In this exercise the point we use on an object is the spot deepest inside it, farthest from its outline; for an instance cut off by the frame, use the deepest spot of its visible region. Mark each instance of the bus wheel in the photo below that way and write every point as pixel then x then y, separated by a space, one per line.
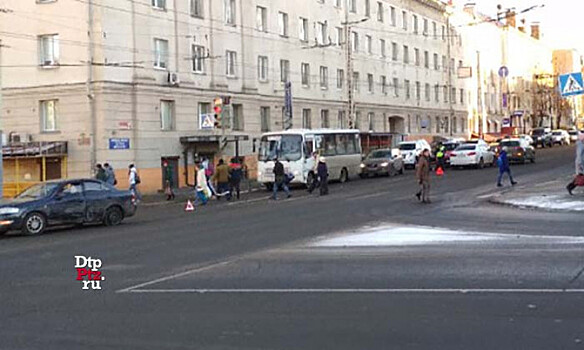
pixel 344 176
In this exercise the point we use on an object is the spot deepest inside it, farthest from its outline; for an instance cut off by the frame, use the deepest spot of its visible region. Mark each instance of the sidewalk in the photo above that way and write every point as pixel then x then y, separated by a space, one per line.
pixel 548 196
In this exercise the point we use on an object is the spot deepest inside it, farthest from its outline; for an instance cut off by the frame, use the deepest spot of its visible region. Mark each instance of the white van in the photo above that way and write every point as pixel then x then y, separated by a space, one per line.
pixel 409 150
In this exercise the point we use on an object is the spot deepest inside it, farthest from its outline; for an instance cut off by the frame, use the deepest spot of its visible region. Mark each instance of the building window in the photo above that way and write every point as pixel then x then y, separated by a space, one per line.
pixel 238 123
pixel 265 119
pixel 230 12
pixel 324 119
pixel 340 78
pixel 230 63
pixel 369 42
pixel 198 59
pixel 284 71
pixel 303 29
pixel 48 115
pixel 166 115
pixel 159 4
pixel 49 50
pixel 395 87
pixel 305 73
pixel 382 47
pixel 384 84
pixel 380 11
pixel 197 8
pixel 306 118
pixel 261 19
pixel 263 68
pixel 160 53
pixel 283 24
pixel 323 77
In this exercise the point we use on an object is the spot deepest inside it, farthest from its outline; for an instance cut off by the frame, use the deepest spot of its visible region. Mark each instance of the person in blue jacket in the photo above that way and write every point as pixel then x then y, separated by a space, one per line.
pixel 503 164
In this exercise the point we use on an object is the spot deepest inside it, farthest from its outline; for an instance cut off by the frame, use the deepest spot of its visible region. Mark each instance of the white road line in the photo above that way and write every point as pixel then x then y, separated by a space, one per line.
pixel 359 290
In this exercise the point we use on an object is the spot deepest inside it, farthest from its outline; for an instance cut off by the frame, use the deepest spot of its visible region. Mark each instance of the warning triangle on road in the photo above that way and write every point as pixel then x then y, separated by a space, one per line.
pixel 189 206
pixel 572 85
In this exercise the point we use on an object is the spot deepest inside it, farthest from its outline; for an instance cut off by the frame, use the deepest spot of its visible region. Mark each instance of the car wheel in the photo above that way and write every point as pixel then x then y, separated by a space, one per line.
pixel 113 216
pixel 34 224
pixel 344 176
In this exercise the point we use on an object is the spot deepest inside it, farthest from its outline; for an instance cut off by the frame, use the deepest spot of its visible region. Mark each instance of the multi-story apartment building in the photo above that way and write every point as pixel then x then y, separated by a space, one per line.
pixel 129 81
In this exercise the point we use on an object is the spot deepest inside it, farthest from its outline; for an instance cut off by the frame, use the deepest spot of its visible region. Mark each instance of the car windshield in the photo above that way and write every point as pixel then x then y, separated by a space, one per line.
pixel 407 146
pixel 38 191
pixel 379 154
pixel 284 147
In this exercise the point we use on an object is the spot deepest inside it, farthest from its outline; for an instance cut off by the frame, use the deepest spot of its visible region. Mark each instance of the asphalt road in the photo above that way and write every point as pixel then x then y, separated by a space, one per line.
pixel 299 274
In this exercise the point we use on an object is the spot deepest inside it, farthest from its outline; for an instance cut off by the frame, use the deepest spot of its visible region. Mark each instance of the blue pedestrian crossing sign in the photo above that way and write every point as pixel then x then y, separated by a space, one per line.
pixel 571 84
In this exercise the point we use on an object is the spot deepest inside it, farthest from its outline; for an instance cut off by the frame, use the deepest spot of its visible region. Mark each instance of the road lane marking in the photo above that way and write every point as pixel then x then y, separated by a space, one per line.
pixel 361 291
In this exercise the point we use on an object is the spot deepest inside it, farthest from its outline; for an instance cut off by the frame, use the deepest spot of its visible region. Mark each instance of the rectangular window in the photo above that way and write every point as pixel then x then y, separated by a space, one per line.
pixel 265 119
pixel 380 11
pixel 382 47
pixel 395 87
pixel 323 77
pixel 340 78
pixel 49 50
pixel 198 59
pixel 284 71
pixel 159 4
pixel 238 122
pixel 166 115
pixel 306 118
pixel 197 8
pixel 261 19
pixel 303 29
pixel 324 119
pixel 283 24
pixel 383 84
pixel 160 53
pixel 48 111
pixel 263 68
pixel 230 63
pixel 305 73
pixel 229 11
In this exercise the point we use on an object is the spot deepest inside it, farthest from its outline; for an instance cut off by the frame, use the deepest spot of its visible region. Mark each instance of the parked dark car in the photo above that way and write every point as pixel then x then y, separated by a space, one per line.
pixel 65 202
pixel 382 162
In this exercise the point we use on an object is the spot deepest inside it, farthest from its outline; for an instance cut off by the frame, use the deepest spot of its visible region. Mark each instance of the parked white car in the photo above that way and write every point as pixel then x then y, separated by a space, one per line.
pixel 409 150
pixel 560 137
pixel 472 154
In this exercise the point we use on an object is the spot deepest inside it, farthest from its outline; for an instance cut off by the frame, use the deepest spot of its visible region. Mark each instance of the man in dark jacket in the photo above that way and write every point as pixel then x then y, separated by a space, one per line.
pixel 279 179
pixel 322 171
pixel 503 164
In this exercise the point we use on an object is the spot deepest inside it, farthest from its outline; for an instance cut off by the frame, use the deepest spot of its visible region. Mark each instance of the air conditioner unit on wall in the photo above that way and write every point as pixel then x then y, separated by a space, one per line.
pixel 173 79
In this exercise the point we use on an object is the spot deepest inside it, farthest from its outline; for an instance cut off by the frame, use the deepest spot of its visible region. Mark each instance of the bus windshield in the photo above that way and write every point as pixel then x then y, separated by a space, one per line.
pixel 283 147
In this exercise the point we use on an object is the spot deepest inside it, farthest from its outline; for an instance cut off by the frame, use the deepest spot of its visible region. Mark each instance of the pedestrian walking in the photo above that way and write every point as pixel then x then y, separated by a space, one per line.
pixel 100 173
pixel 279 180
pixel 203 193
pixel 168 180
pixel 134 181
pixel 503 164
pixel 322 171
pixel 423 176
pixel 221 178
pixel 235 176
pixel 579 163
pixel 110 174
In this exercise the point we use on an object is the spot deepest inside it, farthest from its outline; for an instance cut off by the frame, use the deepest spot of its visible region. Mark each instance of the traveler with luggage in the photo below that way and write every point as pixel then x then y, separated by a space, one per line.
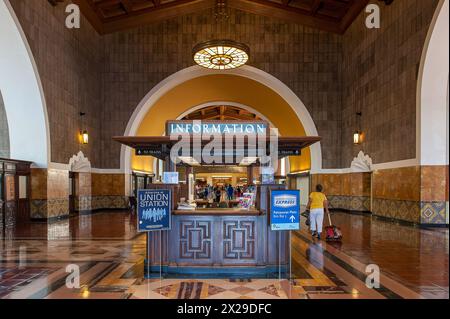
pixel 317 206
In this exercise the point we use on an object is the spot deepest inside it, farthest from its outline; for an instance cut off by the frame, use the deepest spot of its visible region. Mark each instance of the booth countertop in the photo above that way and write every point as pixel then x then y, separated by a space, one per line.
pixel 218 212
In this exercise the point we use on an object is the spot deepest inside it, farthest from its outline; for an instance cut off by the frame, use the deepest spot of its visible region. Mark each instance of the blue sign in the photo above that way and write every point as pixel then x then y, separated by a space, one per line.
pixel 154 209
pixel 285 210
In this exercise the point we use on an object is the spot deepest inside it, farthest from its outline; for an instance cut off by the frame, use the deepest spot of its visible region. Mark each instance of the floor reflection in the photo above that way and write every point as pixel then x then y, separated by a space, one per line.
pixel 110 255
pixel 102 224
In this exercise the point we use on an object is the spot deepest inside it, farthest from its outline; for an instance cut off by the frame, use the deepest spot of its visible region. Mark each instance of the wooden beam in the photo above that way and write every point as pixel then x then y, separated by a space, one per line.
pixel 127 5
pixel 316 6
pixel 355 8
pixel 91 13
pixel 161 12
pixel 277 10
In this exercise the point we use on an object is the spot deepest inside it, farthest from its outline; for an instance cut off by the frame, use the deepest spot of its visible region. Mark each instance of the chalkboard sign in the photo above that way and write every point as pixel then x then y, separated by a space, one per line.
pixel 154 209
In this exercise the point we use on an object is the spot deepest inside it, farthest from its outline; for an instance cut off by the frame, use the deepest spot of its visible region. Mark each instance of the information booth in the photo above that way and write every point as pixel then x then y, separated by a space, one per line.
pixel 230 236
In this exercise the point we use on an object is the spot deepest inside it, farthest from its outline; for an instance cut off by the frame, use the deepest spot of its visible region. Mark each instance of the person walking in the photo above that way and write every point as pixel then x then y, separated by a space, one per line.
pixel 317 205
pixel 230 192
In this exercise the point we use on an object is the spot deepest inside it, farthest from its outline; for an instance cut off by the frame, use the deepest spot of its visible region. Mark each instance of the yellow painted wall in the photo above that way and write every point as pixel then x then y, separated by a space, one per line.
pixel 230 88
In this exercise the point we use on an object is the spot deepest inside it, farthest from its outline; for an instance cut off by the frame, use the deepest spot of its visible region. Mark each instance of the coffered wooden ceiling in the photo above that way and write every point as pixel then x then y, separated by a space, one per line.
pixel 113 15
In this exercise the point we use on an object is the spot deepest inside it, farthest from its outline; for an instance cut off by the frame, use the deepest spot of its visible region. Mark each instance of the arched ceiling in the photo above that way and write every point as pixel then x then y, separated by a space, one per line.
pixel 113 15
pixel 222 112
pixel 209 89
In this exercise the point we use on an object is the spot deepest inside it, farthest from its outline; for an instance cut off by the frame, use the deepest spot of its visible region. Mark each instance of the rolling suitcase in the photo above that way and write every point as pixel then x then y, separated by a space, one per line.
pixel 333 233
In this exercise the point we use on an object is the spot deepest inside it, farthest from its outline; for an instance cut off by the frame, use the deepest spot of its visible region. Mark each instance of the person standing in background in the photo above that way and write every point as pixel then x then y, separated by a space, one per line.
pixel 317 205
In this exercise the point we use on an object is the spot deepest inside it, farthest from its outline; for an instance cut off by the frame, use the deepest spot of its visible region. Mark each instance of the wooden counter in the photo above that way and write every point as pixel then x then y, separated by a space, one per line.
pixel 218 242
pixel 217 212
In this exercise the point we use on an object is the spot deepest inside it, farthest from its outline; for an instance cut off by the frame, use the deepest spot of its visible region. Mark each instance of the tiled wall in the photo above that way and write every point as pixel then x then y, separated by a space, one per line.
pixel 49 193
pixel 83 192
pixel 4 133
pixel 108 191
pixel 379 77
pixel 69 64
pixel 396 193
pixel 414 194
pixel 107 76
pixel 433 194
pixel 346 191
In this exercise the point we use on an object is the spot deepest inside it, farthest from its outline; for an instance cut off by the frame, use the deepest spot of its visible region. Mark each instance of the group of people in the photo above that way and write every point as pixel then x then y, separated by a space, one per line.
pixel 219 193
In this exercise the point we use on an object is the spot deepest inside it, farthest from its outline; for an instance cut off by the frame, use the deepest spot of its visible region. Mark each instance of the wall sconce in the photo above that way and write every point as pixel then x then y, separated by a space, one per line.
pixel 358 135
pixel 84 136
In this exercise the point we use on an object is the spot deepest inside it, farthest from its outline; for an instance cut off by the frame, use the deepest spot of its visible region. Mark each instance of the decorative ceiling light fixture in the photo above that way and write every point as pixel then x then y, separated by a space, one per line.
pixel 358 135
pixel 83 135
pixel 221 54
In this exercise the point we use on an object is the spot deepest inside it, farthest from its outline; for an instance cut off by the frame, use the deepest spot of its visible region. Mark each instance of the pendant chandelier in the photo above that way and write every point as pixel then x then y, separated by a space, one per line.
pixel 221 54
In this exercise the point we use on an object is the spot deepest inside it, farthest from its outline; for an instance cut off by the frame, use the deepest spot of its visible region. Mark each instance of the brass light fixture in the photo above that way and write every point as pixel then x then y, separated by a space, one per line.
++++++
[DIRECTIONS]: Please retype everything from the line containing "of the warning" down to the line containing "pixel 572 85", both ends included, character for character.

[FINAL RESULT]:
In this exercise the point we use on an object is the spot deepest inside it, farthest from its outline; for an instance cut off by the frame, use the deepest spot of its visible region. Mark each instance of the warning triangle on road in the photo above that way and write every point as pixel then x then y, separated by a space, one per line.
pixel 189 206
pixel 572 85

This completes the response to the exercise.